PASSAGE PROVIDED:
The Serbian Orthodox Eparchy of Western America or Serbian Orthodox Diocese of Western America () is a Serbian Orthodox Church diocese located in the western region of the United States. Its headquarters are in Alhambra, California. The primary mission of the Diocese of Western America is to preserve and foster the faith, heritage, traditions, and culture, and religious and national values of the Serbian Orthodox Church, and to provide spiritual guidance to more than 600,000 Serbian-Americans in almost 50 churches, parishes, monasteries and children's summer camps in Alaska, Arizona, California, Colorado, Hawaii, Idaho, Montana, Nevada, Oregon, Utah, and Washington. It also covers the territory of Mexico.

Bishop

Bishop Maksim Vasiljević was elected Bishop of the Western American Diocese of the Serbian Orthodox Church in North and South American at the regular assembly of the Hierarchs of the Serbian Orthodox Church in Belgrade, Serbia in 2006. Bishop Maksim is a professor of Patristics at the Theological Faculty of the University of Belgrade and was teaching Christian Anthropology and Sociology at the University of East Sarajevo and Patrology at the St. Sava School of Theology in Libertyville, Illinois. Bishop Maksim graduated from the Faculty of Orthodox Theology, University of Belgrade, in 1993. He completed his Masters of Theology at the University of Athens in 1996, and then three years later, in 1999, at the same university, he defended his doctorate in the field of Dogmatics and Patristics. He worked for one year on his post-doctorate in Paris and the Sorbonne in 2003–04, in the field of Byzantine History and Hagiography. During this time, he also delved into the theory and practical application of painting at the French Academy of Fine Arts in Paris. Bishop Maksim speaks Serbian, Greek, French, Russian, and English. He was the editor of Theology – Journal of the Faculty of Orthodox Theology, University of Belgrade. He also leads the Diocesan iconographical school inspired by Byzantine and Serbian medieval fresco painting and by Fr. Stamatis Skliris. Bishop Maksim's scholarly books, studies, and articles include essays on Holy Fathers and Saints; he has also written on hagiographical and iconographical themes.

EXERCISE:
Transcribe the passage on the Serbian Orthodox Diocese of Western America word for word, from "The Serbian Orthodox Eparchy" to "territory of Mexico.".

EXTRACTED INFORMATION:
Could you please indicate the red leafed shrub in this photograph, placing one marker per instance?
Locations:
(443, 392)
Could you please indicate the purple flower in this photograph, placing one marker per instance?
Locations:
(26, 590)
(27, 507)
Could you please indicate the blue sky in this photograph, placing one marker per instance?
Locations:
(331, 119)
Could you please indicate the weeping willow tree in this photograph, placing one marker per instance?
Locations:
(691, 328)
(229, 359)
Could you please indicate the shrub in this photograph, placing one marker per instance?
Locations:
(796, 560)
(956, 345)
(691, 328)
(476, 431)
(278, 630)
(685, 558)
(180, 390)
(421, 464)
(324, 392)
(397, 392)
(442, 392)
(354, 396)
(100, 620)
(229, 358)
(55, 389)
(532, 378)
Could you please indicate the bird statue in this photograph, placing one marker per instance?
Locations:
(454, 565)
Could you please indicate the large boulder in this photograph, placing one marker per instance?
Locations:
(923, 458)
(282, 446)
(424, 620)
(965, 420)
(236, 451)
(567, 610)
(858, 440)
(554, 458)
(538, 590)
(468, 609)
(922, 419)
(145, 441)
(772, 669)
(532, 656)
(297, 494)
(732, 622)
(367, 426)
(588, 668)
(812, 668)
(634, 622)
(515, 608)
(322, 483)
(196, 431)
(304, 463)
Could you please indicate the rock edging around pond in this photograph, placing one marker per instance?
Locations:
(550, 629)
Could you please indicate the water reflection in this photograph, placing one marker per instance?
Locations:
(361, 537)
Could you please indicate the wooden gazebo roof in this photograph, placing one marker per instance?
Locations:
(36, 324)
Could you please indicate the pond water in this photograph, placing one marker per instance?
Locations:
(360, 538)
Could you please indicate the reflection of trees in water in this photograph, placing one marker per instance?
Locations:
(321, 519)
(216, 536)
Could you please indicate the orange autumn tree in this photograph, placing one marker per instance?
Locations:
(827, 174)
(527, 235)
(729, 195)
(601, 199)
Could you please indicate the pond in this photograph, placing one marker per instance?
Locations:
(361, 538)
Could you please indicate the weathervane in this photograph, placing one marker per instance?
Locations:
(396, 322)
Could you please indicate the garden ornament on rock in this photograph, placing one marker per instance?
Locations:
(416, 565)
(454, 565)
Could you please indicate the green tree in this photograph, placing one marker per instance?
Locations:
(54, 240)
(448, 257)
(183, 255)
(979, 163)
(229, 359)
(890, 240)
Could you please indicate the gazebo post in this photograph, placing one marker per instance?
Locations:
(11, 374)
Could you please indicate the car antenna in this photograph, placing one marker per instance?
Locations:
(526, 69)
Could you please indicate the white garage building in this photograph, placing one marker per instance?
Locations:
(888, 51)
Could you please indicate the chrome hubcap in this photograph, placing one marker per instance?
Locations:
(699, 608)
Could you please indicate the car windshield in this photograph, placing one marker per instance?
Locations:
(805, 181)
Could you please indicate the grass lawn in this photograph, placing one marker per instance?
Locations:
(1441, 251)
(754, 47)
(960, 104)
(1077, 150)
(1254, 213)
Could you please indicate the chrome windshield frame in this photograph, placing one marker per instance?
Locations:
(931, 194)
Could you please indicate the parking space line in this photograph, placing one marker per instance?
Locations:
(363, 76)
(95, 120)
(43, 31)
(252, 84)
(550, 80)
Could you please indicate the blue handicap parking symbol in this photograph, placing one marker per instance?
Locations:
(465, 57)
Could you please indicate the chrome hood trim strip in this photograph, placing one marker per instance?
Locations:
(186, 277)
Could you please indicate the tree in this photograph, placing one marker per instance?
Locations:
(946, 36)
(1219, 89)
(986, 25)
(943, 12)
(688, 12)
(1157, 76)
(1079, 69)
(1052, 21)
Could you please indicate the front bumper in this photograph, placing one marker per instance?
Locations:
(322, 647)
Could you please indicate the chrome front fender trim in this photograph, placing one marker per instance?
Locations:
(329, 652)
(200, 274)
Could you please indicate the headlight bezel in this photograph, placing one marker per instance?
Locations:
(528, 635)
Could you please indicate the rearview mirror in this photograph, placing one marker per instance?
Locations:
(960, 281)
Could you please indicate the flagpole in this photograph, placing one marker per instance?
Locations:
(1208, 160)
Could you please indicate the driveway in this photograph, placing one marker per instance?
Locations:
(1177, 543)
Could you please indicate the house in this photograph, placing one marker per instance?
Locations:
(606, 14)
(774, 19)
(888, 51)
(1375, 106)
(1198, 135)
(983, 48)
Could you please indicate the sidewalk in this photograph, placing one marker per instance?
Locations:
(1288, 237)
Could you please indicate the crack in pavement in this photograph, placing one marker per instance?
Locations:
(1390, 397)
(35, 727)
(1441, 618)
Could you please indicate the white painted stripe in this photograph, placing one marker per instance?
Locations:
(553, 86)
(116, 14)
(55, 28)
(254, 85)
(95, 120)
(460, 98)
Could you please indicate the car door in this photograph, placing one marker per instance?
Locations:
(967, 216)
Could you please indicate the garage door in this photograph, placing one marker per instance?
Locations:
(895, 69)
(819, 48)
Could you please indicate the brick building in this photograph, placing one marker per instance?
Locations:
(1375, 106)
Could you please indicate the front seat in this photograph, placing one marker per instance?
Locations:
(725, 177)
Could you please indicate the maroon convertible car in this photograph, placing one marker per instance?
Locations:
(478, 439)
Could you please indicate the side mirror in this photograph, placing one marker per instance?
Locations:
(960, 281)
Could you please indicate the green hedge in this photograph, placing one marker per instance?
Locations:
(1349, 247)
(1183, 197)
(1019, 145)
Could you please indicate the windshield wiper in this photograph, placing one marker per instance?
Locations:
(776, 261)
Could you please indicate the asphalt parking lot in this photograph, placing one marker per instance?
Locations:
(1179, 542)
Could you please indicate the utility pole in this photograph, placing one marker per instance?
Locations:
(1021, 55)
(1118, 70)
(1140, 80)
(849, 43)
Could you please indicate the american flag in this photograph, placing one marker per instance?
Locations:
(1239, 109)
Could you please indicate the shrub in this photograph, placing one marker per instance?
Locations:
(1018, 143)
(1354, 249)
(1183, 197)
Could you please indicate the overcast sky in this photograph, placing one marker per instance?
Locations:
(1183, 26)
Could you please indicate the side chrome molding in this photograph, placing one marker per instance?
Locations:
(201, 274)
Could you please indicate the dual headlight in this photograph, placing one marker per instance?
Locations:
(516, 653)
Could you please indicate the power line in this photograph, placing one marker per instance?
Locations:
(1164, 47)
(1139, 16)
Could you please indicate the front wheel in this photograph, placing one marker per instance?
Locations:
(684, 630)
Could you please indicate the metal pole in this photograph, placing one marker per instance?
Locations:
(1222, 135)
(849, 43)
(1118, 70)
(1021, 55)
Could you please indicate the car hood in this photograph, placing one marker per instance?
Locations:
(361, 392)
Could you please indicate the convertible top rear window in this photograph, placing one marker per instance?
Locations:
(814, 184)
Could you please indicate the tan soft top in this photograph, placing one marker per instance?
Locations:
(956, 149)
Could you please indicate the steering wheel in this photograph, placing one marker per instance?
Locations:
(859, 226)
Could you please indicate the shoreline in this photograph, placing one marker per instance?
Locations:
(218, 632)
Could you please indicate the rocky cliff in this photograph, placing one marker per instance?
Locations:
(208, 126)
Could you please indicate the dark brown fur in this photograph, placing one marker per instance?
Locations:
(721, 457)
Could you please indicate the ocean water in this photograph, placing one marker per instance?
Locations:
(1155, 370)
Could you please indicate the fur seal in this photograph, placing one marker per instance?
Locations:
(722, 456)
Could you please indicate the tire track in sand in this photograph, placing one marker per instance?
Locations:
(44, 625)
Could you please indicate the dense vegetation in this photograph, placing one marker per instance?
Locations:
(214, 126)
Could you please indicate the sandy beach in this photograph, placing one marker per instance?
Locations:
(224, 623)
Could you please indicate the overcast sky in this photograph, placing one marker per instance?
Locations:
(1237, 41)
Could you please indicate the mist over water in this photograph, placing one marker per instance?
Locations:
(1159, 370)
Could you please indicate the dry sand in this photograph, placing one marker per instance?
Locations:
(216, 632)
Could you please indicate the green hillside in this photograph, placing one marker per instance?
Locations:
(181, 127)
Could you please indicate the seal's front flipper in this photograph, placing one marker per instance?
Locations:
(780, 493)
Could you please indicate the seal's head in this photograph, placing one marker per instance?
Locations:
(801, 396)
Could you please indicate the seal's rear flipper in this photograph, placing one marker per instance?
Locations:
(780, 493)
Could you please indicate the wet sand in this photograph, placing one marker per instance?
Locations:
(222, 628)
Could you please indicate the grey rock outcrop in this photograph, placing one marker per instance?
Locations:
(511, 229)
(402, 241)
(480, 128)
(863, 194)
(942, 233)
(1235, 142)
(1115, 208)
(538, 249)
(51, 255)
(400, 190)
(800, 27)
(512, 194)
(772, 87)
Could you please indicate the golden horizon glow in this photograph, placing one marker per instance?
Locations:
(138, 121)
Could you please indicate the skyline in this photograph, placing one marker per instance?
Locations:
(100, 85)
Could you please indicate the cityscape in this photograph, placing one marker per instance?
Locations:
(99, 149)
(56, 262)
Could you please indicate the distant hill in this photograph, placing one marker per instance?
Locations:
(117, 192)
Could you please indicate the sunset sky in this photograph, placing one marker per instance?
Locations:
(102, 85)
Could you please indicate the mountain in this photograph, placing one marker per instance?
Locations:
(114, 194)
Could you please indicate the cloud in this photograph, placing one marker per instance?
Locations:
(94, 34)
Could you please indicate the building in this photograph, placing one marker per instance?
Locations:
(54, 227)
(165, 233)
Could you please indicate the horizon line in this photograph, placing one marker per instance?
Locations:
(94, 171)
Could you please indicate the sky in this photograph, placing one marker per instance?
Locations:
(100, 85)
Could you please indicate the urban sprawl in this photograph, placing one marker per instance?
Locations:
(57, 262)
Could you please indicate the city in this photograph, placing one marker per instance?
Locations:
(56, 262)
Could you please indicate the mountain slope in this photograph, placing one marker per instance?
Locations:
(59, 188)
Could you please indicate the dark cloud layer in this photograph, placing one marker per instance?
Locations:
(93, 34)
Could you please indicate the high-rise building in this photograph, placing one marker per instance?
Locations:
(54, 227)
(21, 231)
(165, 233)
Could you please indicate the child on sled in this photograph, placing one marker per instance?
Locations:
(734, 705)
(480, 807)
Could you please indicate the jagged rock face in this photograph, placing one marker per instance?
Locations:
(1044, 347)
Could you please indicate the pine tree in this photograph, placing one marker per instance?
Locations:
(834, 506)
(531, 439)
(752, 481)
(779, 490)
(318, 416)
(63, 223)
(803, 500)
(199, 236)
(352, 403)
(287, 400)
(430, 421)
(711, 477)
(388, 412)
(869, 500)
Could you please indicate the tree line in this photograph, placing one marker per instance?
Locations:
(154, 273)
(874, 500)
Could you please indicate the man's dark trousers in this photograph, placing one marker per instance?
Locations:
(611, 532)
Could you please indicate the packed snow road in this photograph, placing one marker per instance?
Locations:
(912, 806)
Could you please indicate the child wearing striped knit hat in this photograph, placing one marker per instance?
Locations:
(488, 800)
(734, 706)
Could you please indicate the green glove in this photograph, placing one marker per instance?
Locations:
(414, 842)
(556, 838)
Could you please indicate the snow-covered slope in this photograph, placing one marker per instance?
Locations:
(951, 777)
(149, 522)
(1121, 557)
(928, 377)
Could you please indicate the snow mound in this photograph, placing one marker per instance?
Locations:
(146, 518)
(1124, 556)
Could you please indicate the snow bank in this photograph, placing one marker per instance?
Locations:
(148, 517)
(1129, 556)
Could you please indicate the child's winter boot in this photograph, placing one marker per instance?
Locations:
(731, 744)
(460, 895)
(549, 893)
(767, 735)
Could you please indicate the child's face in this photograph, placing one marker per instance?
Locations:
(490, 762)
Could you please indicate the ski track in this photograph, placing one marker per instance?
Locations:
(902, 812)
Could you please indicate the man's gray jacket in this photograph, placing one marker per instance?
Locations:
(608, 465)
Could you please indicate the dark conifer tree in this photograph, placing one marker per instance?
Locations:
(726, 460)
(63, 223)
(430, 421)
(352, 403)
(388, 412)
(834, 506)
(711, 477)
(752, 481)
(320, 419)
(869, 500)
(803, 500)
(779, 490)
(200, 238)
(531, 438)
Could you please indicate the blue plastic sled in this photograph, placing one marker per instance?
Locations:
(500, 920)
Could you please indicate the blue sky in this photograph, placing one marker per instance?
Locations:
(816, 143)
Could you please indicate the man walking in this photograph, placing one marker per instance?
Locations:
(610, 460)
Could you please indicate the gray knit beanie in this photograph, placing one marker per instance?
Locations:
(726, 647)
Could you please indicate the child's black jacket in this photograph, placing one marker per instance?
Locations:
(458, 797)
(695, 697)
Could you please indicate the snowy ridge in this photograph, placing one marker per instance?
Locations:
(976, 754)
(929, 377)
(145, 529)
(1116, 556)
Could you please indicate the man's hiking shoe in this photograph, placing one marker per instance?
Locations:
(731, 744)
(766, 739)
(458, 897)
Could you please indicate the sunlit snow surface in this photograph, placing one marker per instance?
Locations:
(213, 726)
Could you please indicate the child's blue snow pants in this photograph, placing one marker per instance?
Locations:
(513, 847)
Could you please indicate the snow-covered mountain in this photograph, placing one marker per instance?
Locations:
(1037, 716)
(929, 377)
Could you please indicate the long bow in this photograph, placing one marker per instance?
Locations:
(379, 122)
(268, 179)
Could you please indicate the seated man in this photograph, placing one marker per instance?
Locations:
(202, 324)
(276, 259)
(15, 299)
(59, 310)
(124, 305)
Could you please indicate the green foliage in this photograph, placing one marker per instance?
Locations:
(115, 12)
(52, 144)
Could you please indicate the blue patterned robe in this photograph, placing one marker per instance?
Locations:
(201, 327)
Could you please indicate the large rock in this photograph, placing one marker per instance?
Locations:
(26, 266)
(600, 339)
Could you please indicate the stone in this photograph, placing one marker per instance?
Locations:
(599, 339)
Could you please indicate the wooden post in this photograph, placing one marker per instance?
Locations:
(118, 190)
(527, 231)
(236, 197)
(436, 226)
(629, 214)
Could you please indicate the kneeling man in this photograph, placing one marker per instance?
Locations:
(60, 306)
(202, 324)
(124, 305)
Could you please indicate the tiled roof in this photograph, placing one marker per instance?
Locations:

SOLUTION BELOW:
The Serbian Orthodox Eparchy of Western America or Serbian Orthodox Diocese of Western America () is a Serbian Orthodox Church diocese located in the western region of the United States. Its headquarters are in Alhambra, California. The primary mission of the Diocese of Western America is to preserve and foster the faith, heritage, traditions, and culture, and religious and national values of the Serbian Orthodox Church, and to provide spiritual guidance to more than 600,000 Serbian-Americans in almost 50 churches, parishes, monasteries and children's summer camps in Alaska, Arizona, California, Colorado, Hawaii, Idaho, Montana, Nevada, Oregon, Utah, and Washington. It also covers the territory of Mexico.